═══ Passage provided ═══

'if' statement to control switch case

J

James Kanze

Fine. Look at it one year from now and figure out what it's supposed to
do. Especially if there's a bug related to it.

I'm with you on this one. Since the OP did mention "elegance",
comments about it are certainly on topic. But more generally,
if someone is adopting a bad approach, pointing this out to them
is generally more useful than finding a way to make the bad
approach work.

And of course, if the OP wants to be, and remain, gainfully
employed... Such code violates the coding guidelines of every
company I've worked in in the last 15 years or so, and people
who violate the coding guidelines aren't allowed to work on
code. (In the US, I imagine that they would be fired, but in
Europe, firing someone is a bit more difficult. On the other
hand, in general, "Ve haf vays to make you quit".)
Oh, and personal attacks like that really make me want to pay attention
to what you say.

Personal attacks are what one uses when one has no legitimate
arguments.
After 20 years of developing, debugging and
maintaining C and C++, I would loudly proclaim (and have done so -- in
the presence of said author) that the anyone who put code like that into
production should be shot.

I'm against capital punishment, but otherwise, I agree.
 
D

dave_mikesell

All I know is that if you worked for me, and you wrote code like that,
you'd get exactly one warning, and the next time you'd be fired.

═══ Excerpted data ═══

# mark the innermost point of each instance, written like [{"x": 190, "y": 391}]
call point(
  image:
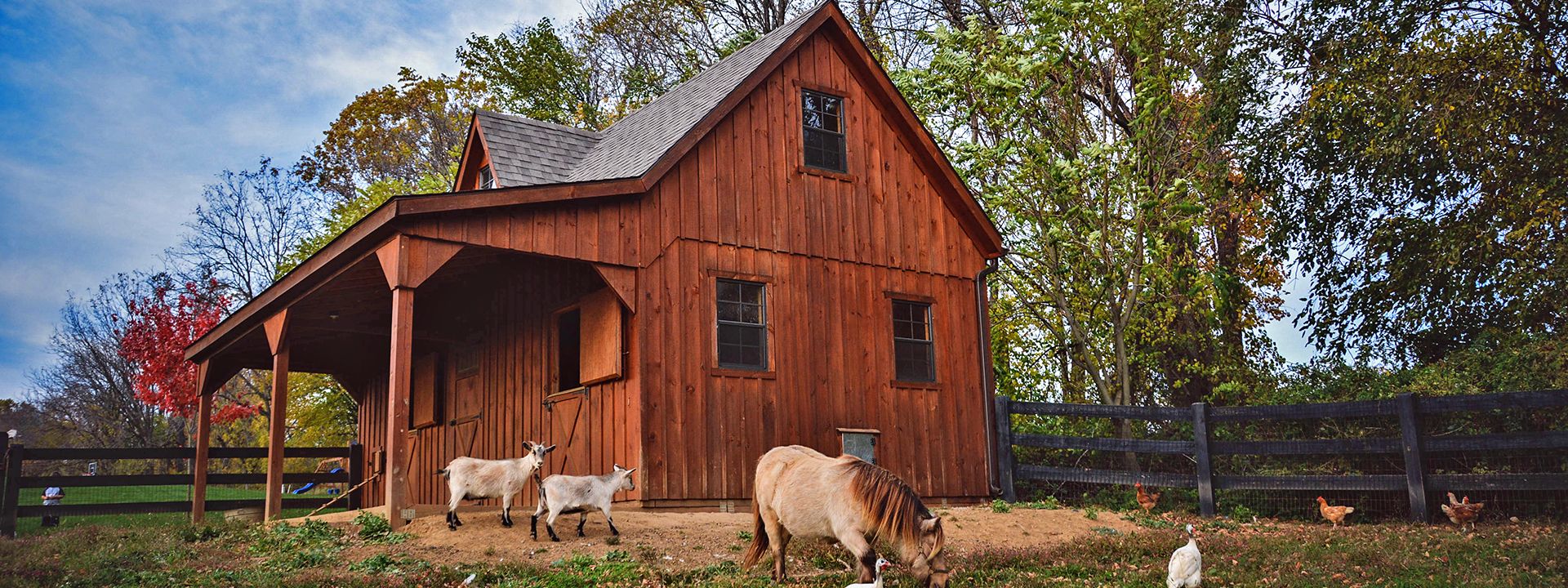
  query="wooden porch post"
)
[
  {"x": 203, "y": 441},
  {"x": 407, "y": 262},
  {"x": 399, "y": 388},
  {"x": 209, "y": 378},
  {"x": 278, "y": 339}
]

═══

The tasks:
[1] Summarize the discussion thread in two sentences.
[2] Answer these questions about the discussion thread, one answer per line:
(a) How many years of developing, debugging, and maintaining C and C++ does one writer cite?
(b) According to the discussion thread, when does one use personal attacks?
(c) How many warnings would dave_mikesell give someone who wrote code like that before firing them?
The material shown above is separate from the discussion thread.

Answers per task:
[1] Participants criticize a coding approach, saying it would be hard to understand a year later, especially if a bug relates to it, and that pointing out a bad approach is more useful than finding a way to make it work. They add that such code violates company coding guidelines, with one writer saying anyone who put it into production should be shot and another saying its author would get exactly one warning before being fired.

[2]
(a) 20 years.
(b) When one has no legitimate arguments.
(c) Exactly one.